Exercise data START
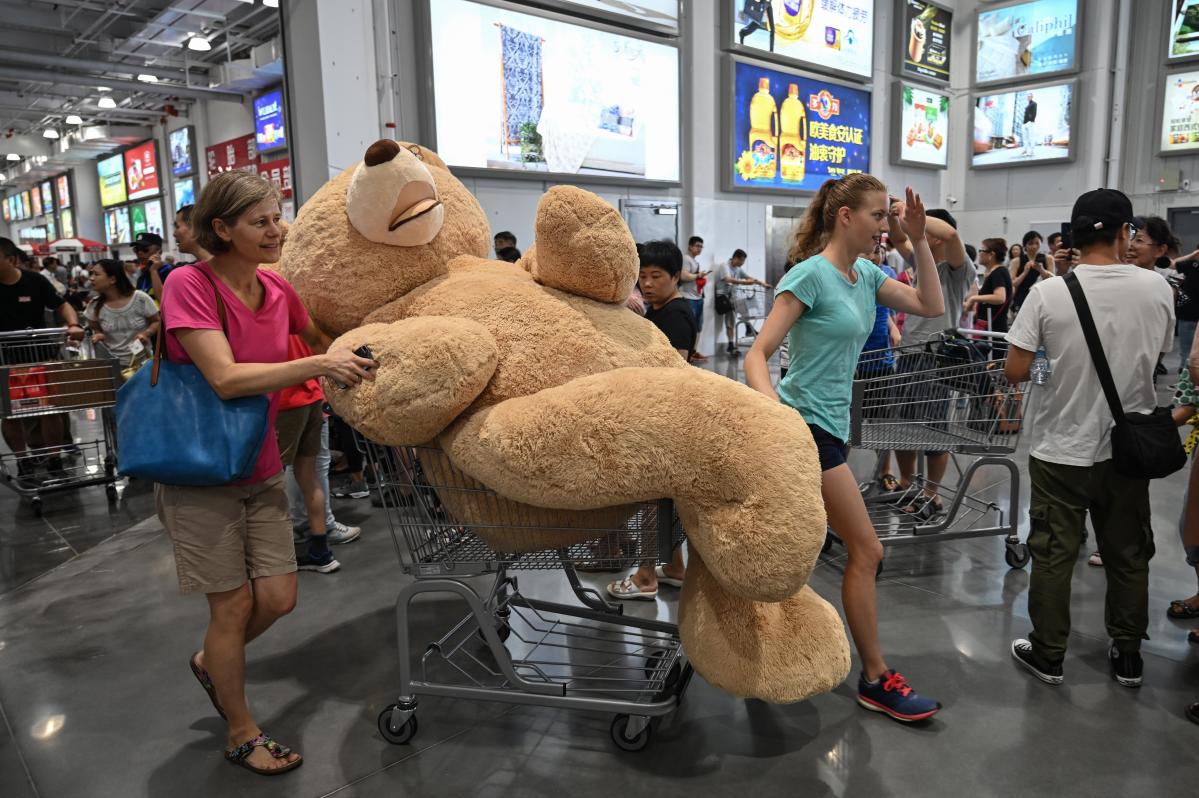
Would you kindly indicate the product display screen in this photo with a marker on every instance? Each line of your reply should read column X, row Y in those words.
column 925, row 126
column 794, row 132
column 1180, row 113
column 511, row 96
column 269, row 131
column 1023, row 126
column 821, row 34
column 182, row 153
column 112, row 180
column 925, row 40
column 1026, row 40
column 64, row 183
column 185, row 193
column 142, row 170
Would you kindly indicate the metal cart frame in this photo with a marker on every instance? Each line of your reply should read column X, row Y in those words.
column 511, row 647
column 946, row 396
column 40, row 376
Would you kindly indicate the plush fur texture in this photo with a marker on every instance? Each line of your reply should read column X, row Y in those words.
column 537, row 384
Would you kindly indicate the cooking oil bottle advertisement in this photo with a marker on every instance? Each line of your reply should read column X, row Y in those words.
column 794, row 132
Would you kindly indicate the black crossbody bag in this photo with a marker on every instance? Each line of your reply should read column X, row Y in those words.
column 1144, row 446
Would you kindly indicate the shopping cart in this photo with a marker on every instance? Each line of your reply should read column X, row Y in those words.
column 949, row 394
column 41, row 376
column 510, row 647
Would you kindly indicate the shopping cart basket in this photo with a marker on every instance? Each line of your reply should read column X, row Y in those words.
column 510, row 647
column 41, row 378
column 949, row 394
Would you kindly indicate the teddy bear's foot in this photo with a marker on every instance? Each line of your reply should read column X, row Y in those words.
column 746, row 479
column 431, row 368
column 583, row 246
column 782, row 652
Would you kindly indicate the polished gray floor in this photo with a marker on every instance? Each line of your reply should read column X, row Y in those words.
column 96, row 697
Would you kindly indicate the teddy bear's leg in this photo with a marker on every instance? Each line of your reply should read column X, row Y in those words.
column 583, row 246
column 741, row 469
column 779, row 652
column 431, row 368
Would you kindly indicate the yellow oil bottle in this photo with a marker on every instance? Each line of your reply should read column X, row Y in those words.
column 764, row 132
column 793, row 137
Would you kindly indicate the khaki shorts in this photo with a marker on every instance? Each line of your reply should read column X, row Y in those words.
column 299, row 431
column 227, row 534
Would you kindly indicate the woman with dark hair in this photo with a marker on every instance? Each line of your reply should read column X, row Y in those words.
column 124, row 320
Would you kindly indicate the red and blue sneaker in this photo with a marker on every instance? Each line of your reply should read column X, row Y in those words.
column 893, row 696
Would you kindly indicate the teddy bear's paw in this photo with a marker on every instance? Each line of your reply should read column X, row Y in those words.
column 781, row 652
column 583, row 246
column 431, row 368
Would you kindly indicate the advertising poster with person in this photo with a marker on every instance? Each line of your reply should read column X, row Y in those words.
column 926, row 40
column 1026, row 40
column 837, row 36
column 794, row 132
column 1180, row 113
column 1023, row 126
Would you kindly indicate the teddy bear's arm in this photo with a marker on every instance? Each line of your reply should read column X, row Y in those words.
column 431, row 368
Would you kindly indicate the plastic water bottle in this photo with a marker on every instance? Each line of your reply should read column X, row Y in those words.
column 1041, row 368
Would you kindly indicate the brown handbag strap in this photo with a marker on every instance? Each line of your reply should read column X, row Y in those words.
column 162, row 332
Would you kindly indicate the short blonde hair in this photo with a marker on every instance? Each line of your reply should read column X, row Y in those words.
column 227, row 197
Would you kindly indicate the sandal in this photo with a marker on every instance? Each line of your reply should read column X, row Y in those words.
column 240, row 755
column 627, row 588
column 205, row 681
column 1180, row 610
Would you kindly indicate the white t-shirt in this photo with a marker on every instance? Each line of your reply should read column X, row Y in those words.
column 687, row 290
column 1133, row 312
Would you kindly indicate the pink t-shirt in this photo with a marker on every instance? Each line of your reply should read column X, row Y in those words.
column 261, row 337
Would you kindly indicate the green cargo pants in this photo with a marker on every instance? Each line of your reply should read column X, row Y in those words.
column 1120, row 515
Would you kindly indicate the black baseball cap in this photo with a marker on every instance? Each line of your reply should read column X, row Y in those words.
column 1104, row 209
column 146, row 240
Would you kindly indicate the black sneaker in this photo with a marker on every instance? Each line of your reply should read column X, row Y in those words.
column 1127, row 667
column 1023, row 653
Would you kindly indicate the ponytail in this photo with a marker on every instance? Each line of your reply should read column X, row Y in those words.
column 817, row 225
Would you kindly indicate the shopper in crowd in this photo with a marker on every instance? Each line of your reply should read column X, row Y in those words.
column 728, row 277
column 1031, row 268
column 956, row 276
column 122, row 319
column 691, row 286
column 234, row 542
column 827, row 306
column 25, row 297
column 661, row 263
column 993, row 298
column 1070, row 464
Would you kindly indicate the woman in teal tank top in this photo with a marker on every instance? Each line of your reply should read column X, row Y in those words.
column 825, row 307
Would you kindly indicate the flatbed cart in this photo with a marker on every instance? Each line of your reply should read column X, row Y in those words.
column 40, row 376
column 511, row 647
column 949, row 394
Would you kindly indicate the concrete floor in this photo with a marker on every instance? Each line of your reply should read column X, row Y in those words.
column 96, row 697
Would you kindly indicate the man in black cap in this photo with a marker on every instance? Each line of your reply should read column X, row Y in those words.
column 1070, row 463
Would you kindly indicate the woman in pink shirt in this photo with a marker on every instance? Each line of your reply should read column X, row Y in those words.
column 234, row 542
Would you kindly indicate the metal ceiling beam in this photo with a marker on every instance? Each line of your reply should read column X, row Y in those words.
column 91, row 82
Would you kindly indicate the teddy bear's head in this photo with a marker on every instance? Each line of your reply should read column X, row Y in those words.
column 378, row 230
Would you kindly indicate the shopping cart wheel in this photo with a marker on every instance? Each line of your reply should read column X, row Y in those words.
column 619, row 731
column 1017, row 555
column 401, row 736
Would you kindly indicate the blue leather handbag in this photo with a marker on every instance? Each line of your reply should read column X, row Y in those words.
column 173, row 428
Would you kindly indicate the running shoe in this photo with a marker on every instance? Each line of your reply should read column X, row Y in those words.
column 893, row 696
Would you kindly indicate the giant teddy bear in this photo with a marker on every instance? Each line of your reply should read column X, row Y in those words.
column 538, row 384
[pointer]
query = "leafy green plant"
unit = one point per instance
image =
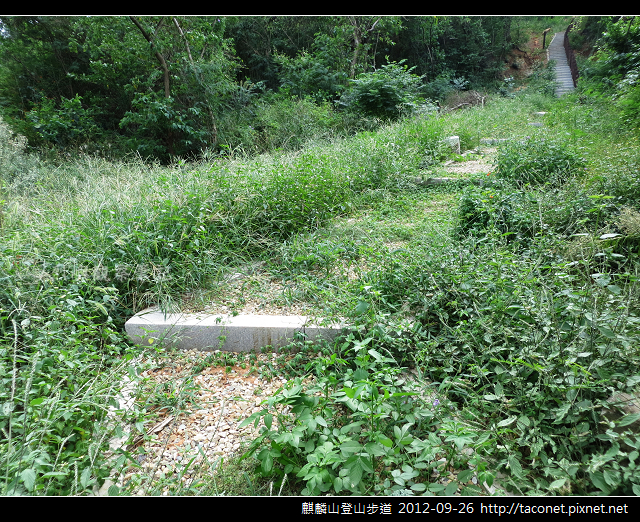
Exercise data END
| Task to carry out |
Pictures are to be dropped, and every record is to be copied exactly.

| Exercise response |
Would you kindly indicate the product display screen in this photo with a marker on every instance? Each line of your reply should read column X, row Y in those words.
column 925, row 126
column 794, row 132
column 1180, row 113
column 511, row 96
column 269, row 131
column 1023, row 126
column 821, row 34
column 182, row 153
column 112, row 180
column 925, row 40
column 1026, row 40
column 64, row 183
column 185, row 193
column 142, row 170
Would you kindly indicate the metal cart frame in this photo with a marker on every instance? Each line of your reply should read column X, row Y in those words.
column 511, row 647
column 946, row 396
column 40, row 376
Would you kindly indicate the plush fur texture in this photo with a marker on every instance? Each line of your reply should read column X, row Y in those words.
column 537, row 384
Would you kindly indicate the cooking oil bottle advertisement in this photo with a marker on every instance? Each line of your reply should read column X, row Y in those words.
column 794, row 132
Would you kindly indicate the black crossbody bag in this photo with a marker on every instance? Each line of your reply should read column X, row Y in those words.
column 1144, row 446
Would you kindly indicate the shopping cart in this photo with a marker on every instance? Each line of your reply should read column X, row Y in those words.
column 949, row 394
column 41, row 376
column 510, row 647
Would you kindly indicate the shopping cart basket in this photo with a marker on every instance? Each line of your reply should read column X, row Y in those words.
column 510, row 647
column 41, row 378
column 949, row 394
Would you kindly indicate the teddy bear's foot in this photo with a marker on every instance? Each line of your reply should read column X, row Y in those words.
column 746, row 479
column 431, row 368
column 583, row 246
column 782, row 652
Would you kindly indicate the polished gray floor in this photo with a marker on every instance? Each line of your reply should read column X, row Y in those words.
column 96, row 697
Would you kindly indicate the teddy bear's leg in this photo with a marker on every instance? Each line of your reply should read column X, row Y in those words.
column 583, row 246
column 741, row 469
column 779, row 652
column 431, row 368
Would you kindly indicate the yellow oil bottle in this photo with a marker on every instance? Each line of your reply should read column X, row Y in those words.
column 764, row 132
column 793, row 137
Would you kindly indicate the khaki shorts in this photo with a marker on every instance? Each line of your reply should read column X, row Y in those words.
column 299, row 431
column 227, row 534
Would you kindly indicate the woman with dark hair in this photo with a marker on every instance? Each line of your reply should read column X, row Y in those words.
column 124, row 320
Would you kindly indicate the red and blue sneaker in this photo with a marker on every instance? Each line of your reply should read column X, row Y in those words.
column 893, row 696
Would you kindly indicate the teddy bear's paw in this photo with a marker on every instance? Each line of your reply should read column X, row Y in those words.
column 781, row 652
column 583, row 246
column 431, row 368
Would you kindly indicate the advertising poster with person in this photo with a marker on every instance? Each line of your reply should read column X, row Y in those words.
column 926, row 40
column 1026, row 40
column 837, row 36
column 794, row 132
column 1180, row 113
column 1023, row 126
Would you kindly indicate the teddy bear's arm in this photo with a marker on every instance? Each line of your reply should read column X, row Y in those words.
column 431, row 368
Would you kindly indicate the plastic water bottle in this photo with a marker on every instance? Each line of your reply should read column X, row Y in those words.
column 1041, row 368
Would you kindly indicate the brown handbag strap in this photo with a marker on every instance? Each line of your reply should read column X, row Y in those words.
column 162, row 332
Would you kindly indicate the short blonde hair in this photo with a marker on every instance? Each line of your reply should read column X, row Y in those words.
column 227, row 197
Would you kindly indicate the sandal in this photo with a marker on every instance? Each line of your reply should read column X, row Y in those words.
column 240, row 755
column 627, row 588
column 205, row 681
column 1180, row 610
Would you kindly indicate the white t-shirt in this photo with a marker on every instance? Each line of your reply should read column X, row Y in those words.
column 687, row 290
column 1133, row 312
Would you kindly indicate the pink t-shirt in this photo with a marker on every instance? Each line of your reply should read column X, row Y in those words.
column 261, row 337
Would you kindly indicate the green cargo pants in this photo with a marker on every instance? Each line of your reply should read column X, row Y in those words.
column 1120, row 515
Would you kindly indicate the black baseball cap in this photo with a marker on every instance? Each line of your reply should read column X, row Y in those words.
column 1104, row 209
column 146, row 240
Would you kindly indicate the black sneaker in this photo with a marker on every instance? Each line of your reply should read column X, row Y in those words.
column 1127, row 667
column 1023, row 653
Would you kindly indicate the ponytail in this photo with a marker on every instance? Each line of your reply should read column X, row Y in those words.
column 817, row 225
Would you kindly indicate the shopper in crowd in this photo with a marker on every instance? Each line of your reply should read column X, row Y in those words.
column 728, row 277
column 1031, row 268
column 956, row 276
column 122, row 319
column 691, row 286
column 234, row 542
column 827, row 306
column 25, row 297
column 661, row 263
column 993, row 298
column 1070, row 464
Would you kindly indicate the woman in teal tank top in this photo with a marker on every instance? Each line of your reply should read column X, row Y in those words.
column 825, row 307
Would you kindly indicate the flatbed cart in this photo with a marker on every instance? Each line of your reply should read column X, row Y in those words.
column 40, row 376
column 511, row 647
column 949, row 394
Would you kindly indicate the concrete floor in this photo with a marker on every instance? Each line of your reply should read column X, row Y in those words.
column 96, row 697
Would you kindly indicate the man in black cap in this photo with a marker on every instance? Each line of your reply should read column X, row Y in those words.
column 1070, row 463
Would you kindly indicate the woman in pink shirt in this photo with a marker on every instance? Each line of your reply should read column X, row Y in those words.
column 234, row 542
Would you kindly indicate the metal ceiling beam in this photo with a marker on every instance? Each line of your reply should read column X, row Y in those words.
column 91, row 82
Would you kindly indicate the teddy bear's head in this photo with a marker on every instance? Each line of your reply should read column X, row Y in those words.
column 378, row 230
Would you kindly indicate the shopping cart wheel in this photo with a marker on every instance? Each line of your reply should read column X, row Y in those words.
column 619, row 731
column 1017, row 555
column 401, row 736
Would you kindly indicate the blue leather handbag in this photo with a marker on every instance? Each line of your reply should read column X, row Y in those words.
column 173, row 428
Would you kindly indicate the running shoe in this photo with a marker on every instance? Each line of your reply should read column X, row Y in those words.
column 893, row 696
Would you kindly indicate the giant teddy bear in this photo with a marker on every instance? Each line of your reply should read column X, row Y in those words.
column 538, row 384
[pointer]
query = "leafy green plant"
unit = one point per instance
image =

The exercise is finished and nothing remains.